» **What needs to be done**: Repeat every record exactly, but keep images out of the copy.

----- Material provided -----

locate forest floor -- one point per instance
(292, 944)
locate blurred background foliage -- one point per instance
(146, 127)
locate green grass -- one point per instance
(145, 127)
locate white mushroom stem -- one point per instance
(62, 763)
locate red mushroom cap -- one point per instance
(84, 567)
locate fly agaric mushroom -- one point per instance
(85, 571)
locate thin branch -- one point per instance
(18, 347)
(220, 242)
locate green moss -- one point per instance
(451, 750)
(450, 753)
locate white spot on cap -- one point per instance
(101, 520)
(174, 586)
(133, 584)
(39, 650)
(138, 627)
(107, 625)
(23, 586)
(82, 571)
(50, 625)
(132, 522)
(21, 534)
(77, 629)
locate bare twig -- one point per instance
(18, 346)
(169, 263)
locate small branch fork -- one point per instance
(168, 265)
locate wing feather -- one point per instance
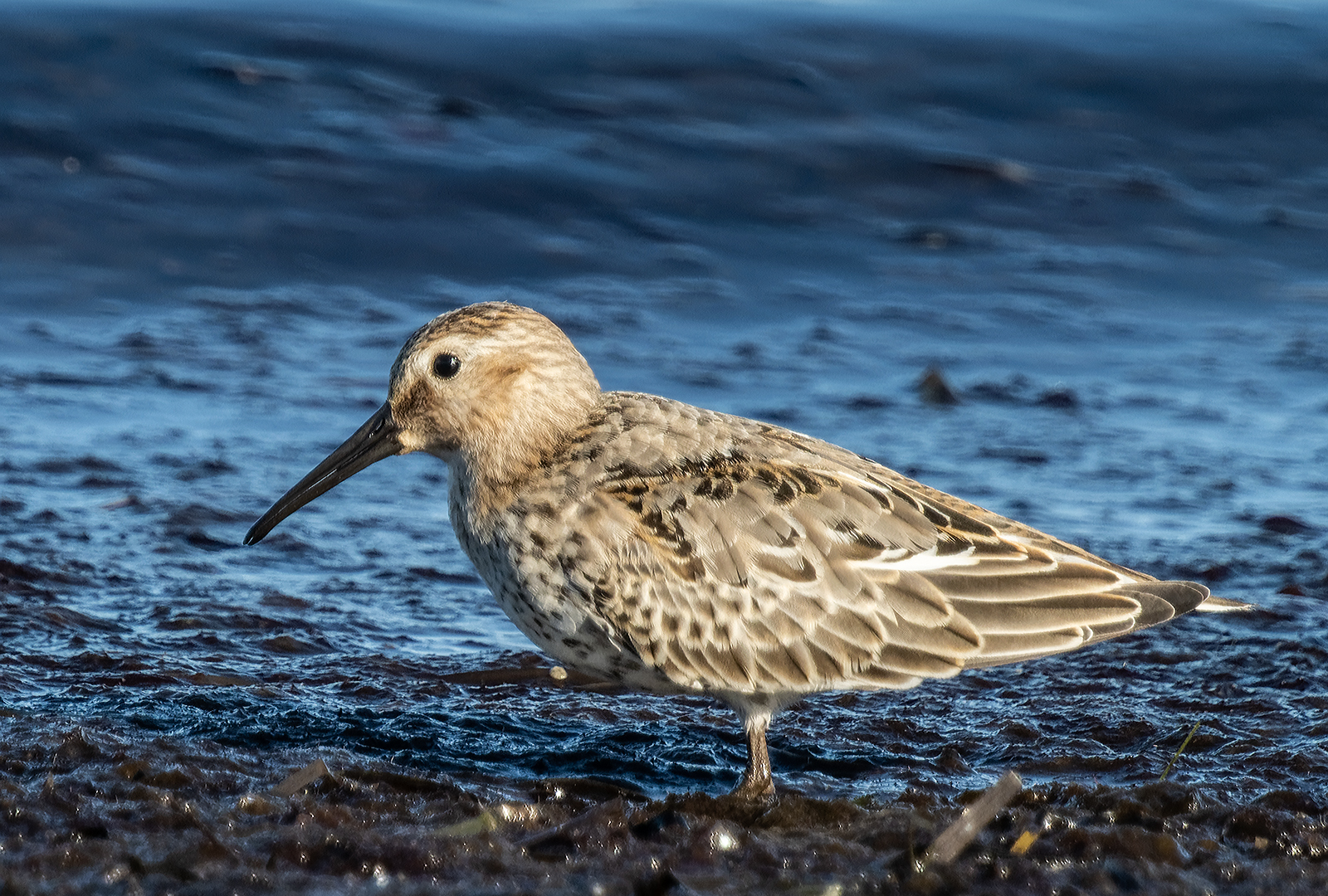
(792, 566)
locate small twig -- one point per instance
(1184, 743)
(298, 781)
(975, 818)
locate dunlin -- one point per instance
(679, 550)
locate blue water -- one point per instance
(1108, 232)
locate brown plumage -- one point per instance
(679, 550)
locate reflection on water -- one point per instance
(219, 229)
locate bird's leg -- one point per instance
(756, 782)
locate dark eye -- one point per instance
(447, 365)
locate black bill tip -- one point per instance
(369, 444)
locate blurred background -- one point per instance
(1102, 230)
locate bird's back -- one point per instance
(730, 557)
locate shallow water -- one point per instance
(1109, 236)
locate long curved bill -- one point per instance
(372, 442)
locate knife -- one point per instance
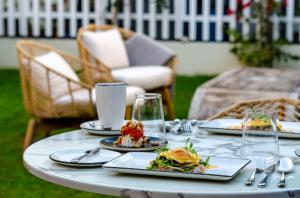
(86, 153)
(268, 172)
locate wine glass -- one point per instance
(148, 109)
(260, 137)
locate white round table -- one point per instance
(98, 180)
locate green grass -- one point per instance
(15, 180)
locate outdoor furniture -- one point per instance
(54, 95)
(98, 180)
(134, 75)
(287, 109)
(244, 83)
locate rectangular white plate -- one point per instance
(136, 163)
(289, 129)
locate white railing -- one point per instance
(195, 19)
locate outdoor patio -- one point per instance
(200, 64)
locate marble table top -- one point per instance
(103, 181)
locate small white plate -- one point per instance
(136, 163)
(97, 159)
(226, 126)
(86, 126)
(108, 143)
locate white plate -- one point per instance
(108, 143)
(87, 127)
(289, 129)
(136, 163)
(97, 159)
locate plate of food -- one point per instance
(95, 128)
(234, 126)
(182, 162)
(132, 138)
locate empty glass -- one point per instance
(260, 137)
(148, 109)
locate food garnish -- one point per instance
(183, 159)
(132, 135)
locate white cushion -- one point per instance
(58, 84)
(108, 47)
(147, 77)
(82, 96)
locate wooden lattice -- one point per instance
(287, 109)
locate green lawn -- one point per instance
(15, 180)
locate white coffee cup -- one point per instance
(111, 104)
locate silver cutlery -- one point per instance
(268, 171)
(86, 153)
(258, 169)
(284, 165)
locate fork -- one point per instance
(258, 169)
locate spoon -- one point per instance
(285, 165)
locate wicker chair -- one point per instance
(106, 76)
(286, 108)
(45, 110)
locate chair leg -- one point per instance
(168, 100)
(30, 132)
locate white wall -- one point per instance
(194, 58)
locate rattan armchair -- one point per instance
(286, 108)
(48, 111)
(105, 75)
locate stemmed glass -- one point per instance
(148, 109)
(260, 137)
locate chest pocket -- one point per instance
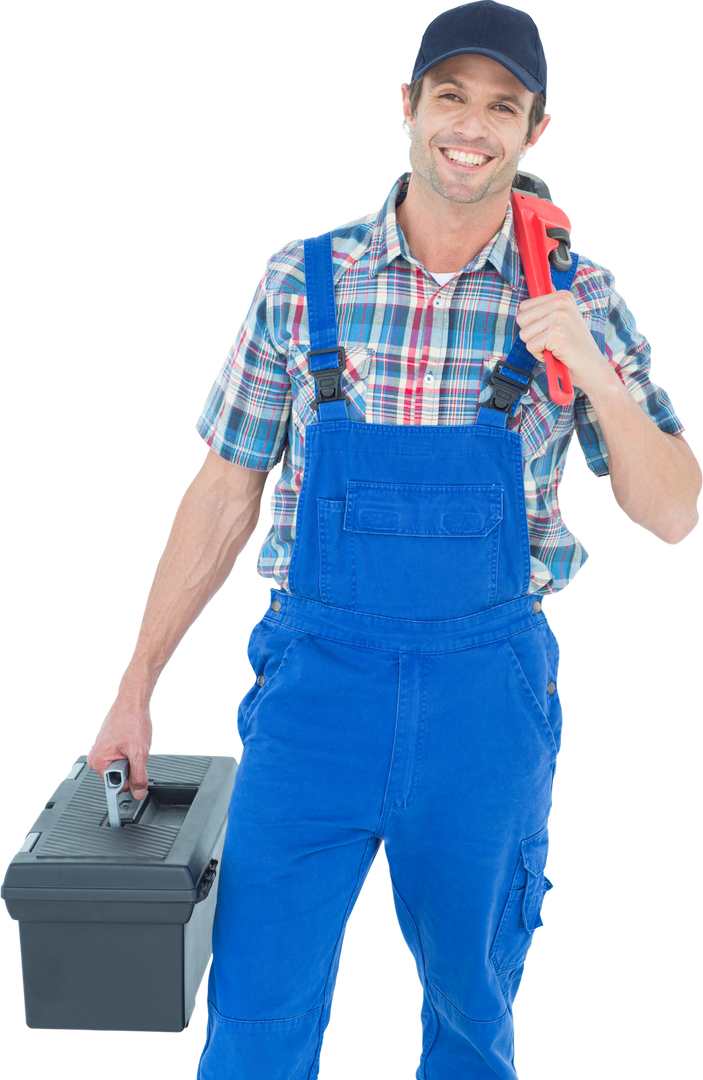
(411, 551)
(423, 510)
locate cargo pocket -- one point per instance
(523, 915)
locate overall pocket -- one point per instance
(523, 915)
(268, 650)
(440, 542)
(532, 667)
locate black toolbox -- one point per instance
(115, 917)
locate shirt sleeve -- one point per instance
(245, 413)
(632, 354)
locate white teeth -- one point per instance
(465, 159)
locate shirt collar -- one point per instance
(389, 243)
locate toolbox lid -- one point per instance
(161, 852)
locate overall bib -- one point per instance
(404, 696)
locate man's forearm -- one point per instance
(654, 483)
(210, 531)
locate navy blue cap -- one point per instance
(509, 35)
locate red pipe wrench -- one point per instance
(532, 217)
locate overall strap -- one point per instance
(326, 359)
(330, 401)
(513, 377)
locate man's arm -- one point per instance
(214, 522)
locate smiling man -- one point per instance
(471, 107)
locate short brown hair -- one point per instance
(415, 92)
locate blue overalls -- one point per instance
(404, 696)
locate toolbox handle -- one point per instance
(116, 773)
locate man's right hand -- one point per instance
(126, 730)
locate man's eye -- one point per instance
(499, 106)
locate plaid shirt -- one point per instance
(420, 349)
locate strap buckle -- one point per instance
(328, 379)
(505, 390)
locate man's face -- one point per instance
(485, 110)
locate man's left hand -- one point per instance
(555, 323)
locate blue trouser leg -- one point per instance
(445, 758)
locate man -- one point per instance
(406, 672)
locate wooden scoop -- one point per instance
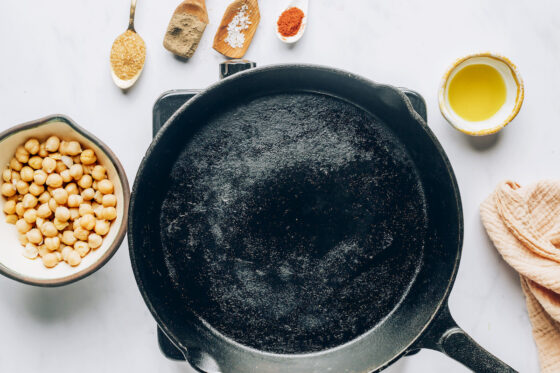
(220, 43)
(186, 28)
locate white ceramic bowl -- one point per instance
(514, 95)
(12, 263)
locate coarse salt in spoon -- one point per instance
(303, 6)
(128, 55)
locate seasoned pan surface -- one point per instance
(293, 222)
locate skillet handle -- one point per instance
(446, 336)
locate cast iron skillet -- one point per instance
(420, 319)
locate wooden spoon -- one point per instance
(253, 12)
(126, 84)
(186, 28)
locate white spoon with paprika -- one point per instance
(292, 21)
(128, 55)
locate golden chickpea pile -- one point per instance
(60, 200)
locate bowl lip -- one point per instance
(126, 197)
(518, 100)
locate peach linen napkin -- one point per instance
(524, 225)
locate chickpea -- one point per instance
(102, 227)
(52, 144)
(54, 180)
(43, 211)
(52, 243)
(87, 222)
(26, 174)
(40, 177)
(74, 214)
(62, 213)
(88, 194)
(10, 207)
(30, 216)
(22, 155)
(72, 188)
(73, 148)
(52, 204)
(44, 197)
(8, 190)
(109, 200)
(22, 187)
(81, 233)
(48, 229)
(15, 165)
(85, 182)
(68, 238)
(50, 260)
(65, 251)
(60, 225)
(88, 169)
(85, 209)
(22, 226)
(29, 201)
(43, 251)
(22, 238)
(76, 171)
(68, 161)
(20, 210)
(35, 236)
(11, 219)
(98, 197)
(60, 195)
(98, 172)
(66, 176)
(109, 213)
(43, 151)
(81, 248)
(36, 190)
(74, 259)
(88, 157)
(48, 165)
(7, 175)
(74, 200)
(95, 241)
(30, 251)
(35, 162)
(98, 211)
(63, 148)
(32, 146)
(60, 167)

-----

» **Finished exercise**:
locate forest floor -- one point per instance
(292, 944)
locate blurred background foliage -- one point per instance
(146, 127)
locate green grass -- one point per instance
(145, 127)
locate white mushroom stem -- one point per instance
(62, 763)
locate red mushroom cap -- one point per instance
(84, 567)
locate fly agaric mushroom -- one point per instance
(85, 571)
locate thin branch -- one point per instance
(18, 347)
(220, 242)
locate green moss -- one point per instance
(451, 750)
(450, 753)
locate white spot on cap -- one point per instance
(101, 520)
(174, 586)
(133, 584)
(39, 650)
(138, 627)
(107, 625)
(23, 586)
(82, 571)
(50, 625)
(132, 522)
(21, 534)
(77, 629)
locate bare twig -- one point per instance
(18, 346)
(169, 263)
locate small branch fork -- one point per instance
(168, 265)
locate wing feather -- one point per instance
(792, 566)
locate small twig -- one point per instance
(1184, 743)
(298, 781)
(975, 818)
locate dunlin -- one point per instance
(679, 550)
locate blue water -- one point per instance
(1108, 232)
locate brown plumage -- one point per instance
(679, 550)
locate reflection on water -- one point per instance
(219, 229)
locate bird's leg -- one point per instance
(756, 782)
locate dark eye -- one point per instance
(447, 365)
locate black bill tip -- one point per instance
(369, 444)
locate blurred background -- one point per instance
(1102, 230)
locate bird's back -- one point per instance
(730, 557)
locate shallow water -- one point per instance
(1109, 236)
locate long curved bill -- one point per instance
(372, 442)
locate knife -- one point per instance
(86, 153)
(268, 172)
locate wine glass -- one point per instance
(148, 109)
(260, 137)
locate white round table -- one point per instance
(98, 180)
locate green grass -- one point per instance
(15, 180)
locate outdoor furniture -- one point per instance
(54, 95)
(98, 180)
(134, 75)
(287, 109)
(244, 83)
locate rectangular white plate -- one point per instance
(136, 163)
(289, 129)
locate white railing -- one point per instance
(195, 19)
locate outdoor patio -- one point per instance
(200, 64)
locate marble table top -- one point per instance
(103, 181)
locate small white plate -- one point per instance
(136, 163)
(97, 159)
(226, 126)
(86, 126)
(108, 143)
locate white plate -- one point per instance
(108, 143)
(87, 127)
(289, 129)
(136, 163)
(97, 159)
locate plate of food -- one point per instance
(95, 128)
(234, 126)
(182, 162)
(132, 138)
locate empty glass -- one point per instance
(260, 137)
(148, 109)
locate food garnish -- one point per instance
(183, 159)
(132, 135)
locate white cushion -- one point per instance
(58, 84)
(108, 47)
(147, 77)
(82, 96)
locate wooden lattice -- one point per instance
(287, 109)
locate green lawn -- one point per instance
(15, 180)
locate white coffee cup -- one point per instance
(111, 104)
locate silver cutlery -- one point per instance
(268, 171)
(86, 153)
(258, 169)
(284, 165)
locate fork -- one point per instance
(258, 169)
locate spoon -- one point per instance
(285, 165)
locate wicker chair -- one point per instance
(106, 76)
(286, 108)
(45, 110)
locate chair leg -- one point per instance
(168, 100)
(30, 132)
locate white wall -- one point per instance
(194, 58)
locate rattan armchair -- one point per instance
(286, 108)
(48, 111)
(105, 75)
locate stemmed glass -- one point per instance
(148, 109)
(260, 137)
locate chest pocket -- one point per instance
(411, 551)
(423, 510)
locate cargo pocket -- one point per instance
(523, 915)
locate overall pocket -- one point per instance
(523, 915)
(268, 650)
(440, 542)
(532, 667)
locate black toolbox -- one point per instance
(115, 917)
locate shirt sleeve -- one point per instance
(245, 413)
(632, 354)
locate white teeth -- one point per instance
(465, 159)
locate shirt collar -- one point per instance
(389, 243)
locate toolbox lid -- one point per instance
(161, 852)
locate overall bib -- one point per instance
(404, 696)
locate man's forearm -- one point per instance
(654, 483)
(210, 531)
locate navy blue cap -- one point per instance
(509, 35)
locate red pipe wrench -- one point per instance
(532, 217)
locate overall strap -- one point per instance
(326, 359)
(330, 401)
(513, 377)
locate man's arm -- one point per instance
(214, 522)
locate smiling man -- one point per instance
(471, 107)
locate short brown hair -- one point per instance
(415, 92)
locate blue overalls -- one point per instance
(404, 696)
locate toolbox handle -- one point per instance
(116, 773)
locate man's right hand -- one point per instance
(126, 730)
locate man's eye -- one point per instance
(499, 106)
locate plaid shirt -- one point per instance
(420, 349)
locate strap buckle -- one point per instance
(328, 379)
(505, 390)
locate man's face -- one point per instance
(485, 110)
locate man's left hand -- one point per instance
(555, 323)
locate blue trouser leg -- one point per instance
(445, 758)
locate man -- one point per instance
(406, 672)
locate wooden scoop -- one point per instance
(220, 43)
(186, 28)
locate white ceramic bowl -- one point per instance
(514, 95)
(12, 263)
locate coarse salt in spoon -- one point per instance
(303, 6)
(128, 55)
locate seasoned pan surface -- one point per instance
(293, 222)
locate skillet handle -- one point per instance
(446, 336)
locate cast iron skillet -- one point per instance
(420, 319)
locate wooden spoon -- one point per instance
(253, 12)
(126, 84)
(186, 28)
locate white spoon with paprika -- one point per instance
(292, 21)
(128, 55)
locate golden chickpea pile -- one point per instance
(60, 200)
locate bowl lip -- one point per instance
(126, 197)
(518, 100)
locate peach linen napkin -- one point per instance
(524, 225)
locate chickpea -- one point per instance
(102, 227)
(52, 144)
(54, 180)
(43, 211)
(52, 243)
(87, 222)
(26, 174)
(40, 177)
(74, 214)
(62, 213)
(88, 194)
(10, 207)
(30, 216)
(22, 155)
(72, 188)
(73, 148)
(52, 204)
(44, 197)
(8, 190)
(109, 200)
(22, 187)
(81, 233)
(48, 229)
(15, 165)
(85, 182)
(68, 238)
(50, 260)
(65, 251)
(60, 225)
(88, 169)
(85, 209)
(22, 226)
(29, 201)
(43, 251)
(22, 238)
(76, 171)
(68, 161)
(20, 210)
(35, 236)
(11, 219)
(98, 197)
(60, 195)
(98, 172)
(66, 176)
(109, 213)
(43, 151)
(81, 248)
(36, 190)
(74, 259)
(88, 157)
(48, 165)
(7, 175)
(74, 200)
(95, 241)
(30, 251)
(35, 162)
(98, 211)
(63, 148)
(32, 146)
(60, 167)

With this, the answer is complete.